- Work to be completed
Give back the line where "Find the yellow" appears and all the lines after it until the listing ends, unchanged and with nothing else.

(Entries from a dataset)
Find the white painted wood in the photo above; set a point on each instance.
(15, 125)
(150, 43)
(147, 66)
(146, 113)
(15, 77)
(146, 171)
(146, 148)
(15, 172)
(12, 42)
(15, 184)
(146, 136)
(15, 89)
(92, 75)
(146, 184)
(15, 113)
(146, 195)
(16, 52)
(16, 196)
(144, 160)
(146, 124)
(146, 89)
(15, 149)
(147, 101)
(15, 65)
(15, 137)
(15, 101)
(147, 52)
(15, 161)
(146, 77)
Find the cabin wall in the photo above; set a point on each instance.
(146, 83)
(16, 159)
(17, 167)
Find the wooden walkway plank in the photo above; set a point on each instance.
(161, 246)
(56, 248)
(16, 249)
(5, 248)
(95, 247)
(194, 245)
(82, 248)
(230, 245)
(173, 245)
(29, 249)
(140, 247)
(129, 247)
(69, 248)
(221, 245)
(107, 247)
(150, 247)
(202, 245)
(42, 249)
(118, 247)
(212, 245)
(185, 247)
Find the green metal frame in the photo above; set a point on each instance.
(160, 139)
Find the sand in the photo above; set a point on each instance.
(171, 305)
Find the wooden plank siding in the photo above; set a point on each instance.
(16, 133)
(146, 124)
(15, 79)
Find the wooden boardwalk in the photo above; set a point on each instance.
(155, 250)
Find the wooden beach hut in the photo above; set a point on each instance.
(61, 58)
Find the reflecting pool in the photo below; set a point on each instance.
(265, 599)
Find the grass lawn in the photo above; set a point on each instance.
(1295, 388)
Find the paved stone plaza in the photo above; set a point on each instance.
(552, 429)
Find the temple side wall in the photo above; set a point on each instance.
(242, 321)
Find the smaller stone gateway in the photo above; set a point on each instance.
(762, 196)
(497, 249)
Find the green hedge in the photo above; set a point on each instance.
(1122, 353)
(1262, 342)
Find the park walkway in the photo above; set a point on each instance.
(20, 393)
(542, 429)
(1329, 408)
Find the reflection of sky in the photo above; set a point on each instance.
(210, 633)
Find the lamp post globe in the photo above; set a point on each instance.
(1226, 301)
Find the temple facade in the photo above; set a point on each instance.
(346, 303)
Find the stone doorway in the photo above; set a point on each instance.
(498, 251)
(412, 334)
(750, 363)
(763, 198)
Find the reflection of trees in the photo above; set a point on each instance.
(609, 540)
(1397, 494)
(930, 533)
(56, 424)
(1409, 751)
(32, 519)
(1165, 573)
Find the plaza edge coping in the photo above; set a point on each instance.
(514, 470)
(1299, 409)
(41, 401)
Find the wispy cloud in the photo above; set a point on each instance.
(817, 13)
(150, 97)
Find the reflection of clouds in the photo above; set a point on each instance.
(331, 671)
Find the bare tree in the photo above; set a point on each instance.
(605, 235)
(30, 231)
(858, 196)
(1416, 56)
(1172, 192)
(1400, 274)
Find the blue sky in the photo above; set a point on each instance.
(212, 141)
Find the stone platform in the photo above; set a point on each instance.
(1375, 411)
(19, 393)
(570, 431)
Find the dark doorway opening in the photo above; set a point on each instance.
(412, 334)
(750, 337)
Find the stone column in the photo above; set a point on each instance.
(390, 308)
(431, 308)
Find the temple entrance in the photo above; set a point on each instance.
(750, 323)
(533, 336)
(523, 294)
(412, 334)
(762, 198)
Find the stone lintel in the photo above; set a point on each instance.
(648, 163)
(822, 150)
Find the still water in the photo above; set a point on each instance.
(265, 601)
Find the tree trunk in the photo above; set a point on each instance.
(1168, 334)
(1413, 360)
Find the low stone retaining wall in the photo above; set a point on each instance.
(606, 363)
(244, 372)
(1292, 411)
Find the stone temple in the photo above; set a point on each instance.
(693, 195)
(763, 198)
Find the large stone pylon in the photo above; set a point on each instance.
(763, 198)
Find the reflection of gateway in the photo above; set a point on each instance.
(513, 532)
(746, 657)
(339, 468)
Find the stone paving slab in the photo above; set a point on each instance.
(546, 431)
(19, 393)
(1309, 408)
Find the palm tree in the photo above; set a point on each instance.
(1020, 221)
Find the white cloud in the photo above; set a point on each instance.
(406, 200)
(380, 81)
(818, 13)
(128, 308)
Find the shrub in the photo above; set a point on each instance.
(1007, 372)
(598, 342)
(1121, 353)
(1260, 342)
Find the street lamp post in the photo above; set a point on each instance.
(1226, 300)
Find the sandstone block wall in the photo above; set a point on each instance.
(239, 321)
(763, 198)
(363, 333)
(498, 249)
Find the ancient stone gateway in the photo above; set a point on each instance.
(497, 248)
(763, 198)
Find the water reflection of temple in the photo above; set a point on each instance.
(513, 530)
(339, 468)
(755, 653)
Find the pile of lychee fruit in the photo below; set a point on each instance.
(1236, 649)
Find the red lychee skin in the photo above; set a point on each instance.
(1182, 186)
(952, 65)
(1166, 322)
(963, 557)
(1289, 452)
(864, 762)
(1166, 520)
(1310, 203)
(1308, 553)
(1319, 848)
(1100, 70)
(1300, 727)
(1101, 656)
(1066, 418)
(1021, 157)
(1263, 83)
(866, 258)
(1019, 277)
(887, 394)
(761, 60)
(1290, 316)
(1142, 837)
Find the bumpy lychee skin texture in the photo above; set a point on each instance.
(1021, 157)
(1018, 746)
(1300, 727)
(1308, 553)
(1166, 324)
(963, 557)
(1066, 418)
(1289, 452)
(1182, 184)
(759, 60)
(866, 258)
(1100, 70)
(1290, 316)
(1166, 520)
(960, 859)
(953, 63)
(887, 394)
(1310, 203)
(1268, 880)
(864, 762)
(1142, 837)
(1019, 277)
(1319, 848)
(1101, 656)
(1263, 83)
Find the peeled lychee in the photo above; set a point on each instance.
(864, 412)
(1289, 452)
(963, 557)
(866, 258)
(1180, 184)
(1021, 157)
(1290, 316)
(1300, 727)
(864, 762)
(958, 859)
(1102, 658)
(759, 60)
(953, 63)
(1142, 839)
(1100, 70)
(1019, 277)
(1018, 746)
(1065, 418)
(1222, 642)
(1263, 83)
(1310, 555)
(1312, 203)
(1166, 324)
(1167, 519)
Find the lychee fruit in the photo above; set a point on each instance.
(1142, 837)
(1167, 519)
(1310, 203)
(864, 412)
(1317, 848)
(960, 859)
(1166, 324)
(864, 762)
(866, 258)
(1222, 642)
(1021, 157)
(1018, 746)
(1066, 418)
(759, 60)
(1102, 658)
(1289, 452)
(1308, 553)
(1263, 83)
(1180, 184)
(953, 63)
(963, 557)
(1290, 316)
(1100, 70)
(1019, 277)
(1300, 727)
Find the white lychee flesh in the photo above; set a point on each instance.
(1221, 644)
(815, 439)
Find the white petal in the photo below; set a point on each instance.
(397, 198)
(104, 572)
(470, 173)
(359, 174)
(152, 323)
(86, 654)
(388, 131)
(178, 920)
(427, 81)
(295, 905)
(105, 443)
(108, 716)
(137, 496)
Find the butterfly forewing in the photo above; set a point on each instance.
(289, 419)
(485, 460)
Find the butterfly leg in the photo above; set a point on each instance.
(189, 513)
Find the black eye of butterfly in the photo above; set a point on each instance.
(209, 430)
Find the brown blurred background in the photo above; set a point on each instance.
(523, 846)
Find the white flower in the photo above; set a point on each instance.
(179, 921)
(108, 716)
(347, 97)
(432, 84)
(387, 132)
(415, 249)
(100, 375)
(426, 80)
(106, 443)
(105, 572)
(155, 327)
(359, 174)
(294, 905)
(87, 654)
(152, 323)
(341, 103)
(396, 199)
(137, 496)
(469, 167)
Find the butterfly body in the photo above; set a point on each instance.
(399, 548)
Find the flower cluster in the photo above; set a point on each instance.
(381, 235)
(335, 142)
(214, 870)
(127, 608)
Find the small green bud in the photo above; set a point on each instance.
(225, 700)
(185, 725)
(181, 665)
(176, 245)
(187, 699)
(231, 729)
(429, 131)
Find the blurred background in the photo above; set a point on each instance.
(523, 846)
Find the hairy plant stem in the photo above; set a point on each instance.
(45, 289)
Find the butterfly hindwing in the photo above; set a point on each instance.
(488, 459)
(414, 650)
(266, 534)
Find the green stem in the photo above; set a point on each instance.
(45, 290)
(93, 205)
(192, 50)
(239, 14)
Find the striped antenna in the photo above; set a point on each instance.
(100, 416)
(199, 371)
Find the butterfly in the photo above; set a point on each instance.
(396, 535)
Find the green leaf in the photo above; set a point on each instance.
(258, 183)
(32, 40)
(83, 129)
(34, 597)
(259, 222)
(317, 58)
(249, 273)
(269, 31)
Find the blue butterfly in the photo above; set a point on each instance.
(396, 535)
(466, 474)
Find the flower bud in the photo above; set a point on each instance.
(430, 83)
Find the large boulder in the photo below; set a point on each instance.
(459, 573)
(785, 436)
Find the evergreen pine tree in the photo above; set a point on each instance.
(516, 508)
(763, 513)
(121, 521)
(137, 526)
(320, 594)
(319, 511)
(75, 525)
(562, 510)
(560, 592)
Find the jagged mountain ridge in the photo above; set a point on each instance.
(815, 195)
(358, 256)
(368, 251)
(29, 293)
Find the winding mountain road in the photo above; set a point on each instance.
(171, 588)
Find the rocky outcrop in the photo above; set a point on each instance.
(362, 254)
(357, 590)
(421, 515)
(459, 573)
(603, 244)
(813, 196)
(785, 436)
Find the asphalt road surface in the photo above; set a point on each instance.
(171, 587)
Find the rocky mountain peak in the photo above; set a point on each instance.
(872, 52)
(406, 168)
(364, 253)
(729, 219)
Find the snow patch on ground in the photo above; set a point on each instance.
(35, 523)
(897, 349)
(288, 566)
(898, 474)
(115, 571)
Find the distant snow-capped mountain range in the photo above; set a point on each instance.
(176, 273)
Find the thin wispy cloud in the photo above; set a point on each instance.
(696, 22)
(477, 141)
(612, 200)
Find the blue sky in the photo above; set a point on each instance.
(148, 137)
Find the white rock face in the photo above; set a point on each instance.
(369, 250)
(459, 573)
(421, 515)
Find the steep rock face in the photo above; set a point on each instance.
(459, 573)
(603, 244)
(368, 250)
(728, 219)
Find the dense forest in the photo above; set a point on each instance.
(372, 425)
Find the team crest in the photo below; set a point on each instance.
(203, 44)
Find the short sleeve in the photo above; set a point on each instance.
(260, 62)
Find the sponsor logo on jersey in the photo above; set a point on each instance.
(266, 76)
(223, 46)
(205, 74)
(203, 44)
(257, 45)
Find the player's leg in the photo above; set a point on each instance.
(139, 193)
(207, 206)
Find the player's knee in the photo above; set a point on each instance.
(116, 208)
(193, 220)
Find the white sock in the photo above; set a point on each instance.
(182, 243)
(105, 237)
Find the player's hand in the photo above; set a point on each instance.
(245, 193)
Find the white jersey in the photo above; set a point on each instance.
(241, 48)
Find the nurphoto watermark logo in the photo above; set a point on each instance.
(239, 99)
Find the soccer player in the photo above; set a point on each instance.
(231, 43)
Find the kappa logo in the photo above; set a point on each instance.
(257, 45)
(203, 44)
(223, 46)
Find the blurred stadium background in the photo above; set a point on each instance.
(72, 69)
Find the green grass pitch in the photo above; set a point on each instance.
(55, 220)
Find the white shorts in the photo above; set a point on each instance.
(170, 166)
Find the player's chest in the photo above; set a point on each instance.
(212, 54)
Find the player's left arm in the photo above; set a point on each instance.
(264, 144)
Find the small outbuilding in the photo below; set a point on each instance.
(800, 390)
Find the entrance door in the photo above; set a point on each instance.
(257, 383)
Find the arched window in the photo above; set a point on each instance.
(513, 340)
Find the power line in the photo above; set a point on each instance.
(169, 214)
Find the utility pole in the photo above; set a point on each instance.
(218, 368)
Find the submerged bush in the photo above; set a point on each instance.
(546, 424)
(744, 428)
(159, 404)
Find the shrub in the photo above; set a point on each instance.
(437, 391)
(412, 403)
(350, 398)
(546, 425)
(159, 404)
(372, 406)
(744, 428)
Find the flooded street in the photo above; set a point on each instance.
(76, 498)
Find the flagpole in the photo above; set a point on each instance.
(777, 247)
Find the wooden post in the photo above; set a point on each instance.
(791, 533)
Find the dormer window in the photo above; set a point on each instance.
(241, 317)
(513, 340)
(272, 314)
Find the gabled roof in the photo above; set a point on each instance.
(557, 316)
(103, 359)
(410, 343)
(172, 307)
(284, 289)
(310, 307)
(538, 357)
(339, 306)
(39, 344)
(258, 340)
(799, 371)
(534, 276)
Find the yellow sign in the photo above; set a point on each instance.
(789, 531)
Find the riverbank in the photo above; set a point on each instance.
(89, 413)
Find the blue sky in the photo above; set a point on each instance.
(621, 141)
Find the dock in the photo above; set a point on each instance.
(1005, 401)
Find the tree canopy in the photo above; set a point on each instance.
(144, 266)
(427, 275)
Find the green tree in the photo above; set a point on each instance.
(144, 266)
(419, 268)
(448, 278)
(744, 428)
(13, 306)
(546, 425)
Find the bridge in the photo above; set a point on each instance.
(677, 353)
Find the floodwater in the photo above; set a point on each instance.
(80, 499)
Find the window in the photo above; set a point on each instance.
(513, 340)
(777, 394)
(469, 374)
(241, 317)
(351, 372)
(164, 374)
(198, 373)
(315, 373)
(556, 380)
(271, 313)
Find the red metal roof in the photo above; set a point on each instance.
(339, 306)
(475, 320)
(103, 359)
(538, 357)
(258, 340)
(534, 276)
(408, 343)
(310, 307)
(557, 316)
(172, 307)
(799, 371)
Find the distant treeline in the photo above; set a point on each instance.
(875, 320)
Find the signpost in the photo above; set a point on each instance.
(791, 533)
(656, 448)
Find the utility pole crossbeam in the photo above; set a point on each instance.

- Response to this task
Find the yellow sign in the photo above; set a point on each instance.
(789, 531)
Find the riverbank in the photo above; set a point on each instance.
(89, 413)
Find the blue sky in the photo above; set a point on each instance.
(621, 141)
Find the dock in the photo above; set a point on each instance.
(1005, 401)
Find the tree canopy in the photo above; set a point on each instance.
(144, 266)
(427, 275)
Find the green tree in the photo above; set a point on each instance.
(144, 266)
(419, 268)
(448, 278)
(744, 428)
(13, 306)
(546, 425)
Find the bridge in the photo above; set a point on each instance.
(677, 353)
Find the floodwater in the photo above; set a point on each instance.
(80, 499)
Find the window in the photo above; set a point on each instance.
(513, 340)
(777, 394)
(469, 374)
(241, 317)
(351, 372)
(164, 374)
(198, 373)
(315, 373)
(556, 380)
(271, 313)
Find the red metal roof in the photo above; set a point on each instance.
(339, 306)
(475, 320)
(103, 359)
(538, 357)
(258, 340)
(534, 276)
(408, 343)
(310, 307)
(557, 316)
(172, 307)
(799, 371)
Find the distant treeline in the photo above; set a point on each instance.
(875, 320)
Find the signpost in the photo above; set a point on each instance.
(791, 533)
(656, 448)
Find the utility pole crossbeam in the photo above; set a point on each instance.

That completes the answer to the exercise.